The problem =
Quote the listing below in its entirety.

Records supplied =
[Begin]

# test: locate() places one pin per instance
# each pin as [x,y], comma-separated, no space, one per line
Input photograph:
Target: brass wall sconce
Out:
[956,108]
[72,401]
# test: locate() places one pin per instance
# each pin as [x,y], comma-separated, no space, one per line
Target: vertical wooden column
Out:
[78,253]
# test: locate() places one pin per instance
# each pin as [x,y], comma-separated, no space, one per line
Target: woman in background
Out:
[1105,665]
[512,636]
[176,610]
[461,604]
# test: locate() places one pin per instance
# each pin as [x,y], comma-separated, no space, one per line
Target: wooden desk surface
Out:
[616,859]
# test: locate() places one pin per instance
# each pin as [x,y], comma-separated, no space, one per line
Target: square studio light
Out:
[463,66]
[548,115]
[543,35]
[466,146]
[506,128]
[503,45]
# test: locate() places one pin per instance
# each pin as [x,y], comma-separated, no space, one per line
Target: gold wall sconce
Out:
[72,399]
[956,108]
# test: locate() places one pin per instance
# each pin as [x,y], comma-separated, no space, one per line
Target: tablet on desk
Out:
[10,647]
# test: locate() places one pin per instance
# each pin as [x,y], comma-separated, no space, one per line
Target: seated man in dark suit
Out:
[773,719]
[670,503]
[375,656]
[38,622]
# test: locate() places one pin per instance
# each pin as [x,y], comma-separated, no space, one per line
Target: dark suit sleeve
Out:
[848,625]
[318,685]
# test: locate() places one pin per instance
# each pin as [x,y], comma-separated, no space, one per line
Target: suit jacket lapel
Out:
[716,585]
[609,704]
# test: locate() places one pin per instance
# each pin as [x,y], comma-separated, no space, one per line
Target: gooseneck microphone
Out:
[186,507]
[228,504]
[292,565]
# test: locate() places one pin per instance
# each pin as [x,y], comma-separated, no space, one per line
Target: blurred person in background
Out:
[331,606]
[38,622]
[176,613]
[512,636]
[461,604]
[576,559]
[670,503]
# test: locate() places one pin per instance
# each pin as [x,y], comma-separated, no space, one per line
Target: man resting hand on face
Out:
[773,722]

[End]

Task result =
# test: locate() places one pin per instance
# each pin as [x,y], comma-separated, no space, one per line
Input photograph:
Target: brass wall sconce
Out:
[956,108]
[72,401]
# test: locate() places one pin per instance
# each pin as [x,y], comma-separated, no space, one per line
Target: vertical wooden column
Out:
[78,253]
# test: locate() places one pin per instance
# each pin as [x,y], comma-separated, no space, one per line
Target: woman in background
Out:
[1105,665]
[512,636]
[176,610]
[461,604]
# test: locate() places one pin per instance
# each pin as [x,y], comma-separated, no space, one per line
Target: wooden desk surface
Out:
[616,859]
# test: locate() places one pin per instance
# each pin as [x,y], comma-separated, no space, one per line
Target: square studio light
Out:
[463,66]
[548,115]
[543,35]
[466,146]
[506,128]
[503,45]
# test: locate() places one pin per instance
# each pin as [x,y], comma-separated, no space, one per line
Target: gold wall sconce
Out:
[72,399]
[956,108]
# test: locate() places one pin per instance
# each pin as [x,y], comma-separated, no space, one per line
Target: tablet on desk
Out:
[10,647]
# test: locate() places one pin per instance
# each pin as [x,y], comma-separated, no space, one per line
Target: seated man in dark suit
Out:
[773,719]
[670,503]
[375,656]
[38,622]
# test: locate() places one pin per instance
# each pin as [x,y], comma-separated, no space, one per line
Target: dark suit sleeve
Out:
[848,625]
[318,685]
# test: locate() places one pin per instance
# each pin as [x,y], comma-separated, no space, one per line
Target: suit jacket lapel
Out:
[716,585]
[609,704]
# test: locate() places one pin per instance
# each pin as [x,y], comma-separated, no space, one per line
Target: gooseneck microphone
Out:
[186,507]
[228,504]
[292,565]
# test: locate() places one pin per instance
# each pin as [x,y], comma-separated, no space, one per line
Target: blurred person in background
Out:
[331,606]
[38,622]
[176,613]
[512,636]
[461,604]
[576,559]
[670,503]
# test: locate() places one pin per instance
# each pin as [x,y], comma-separated, no space, one per line
Target: man resting hand on face
Out:
[773,722]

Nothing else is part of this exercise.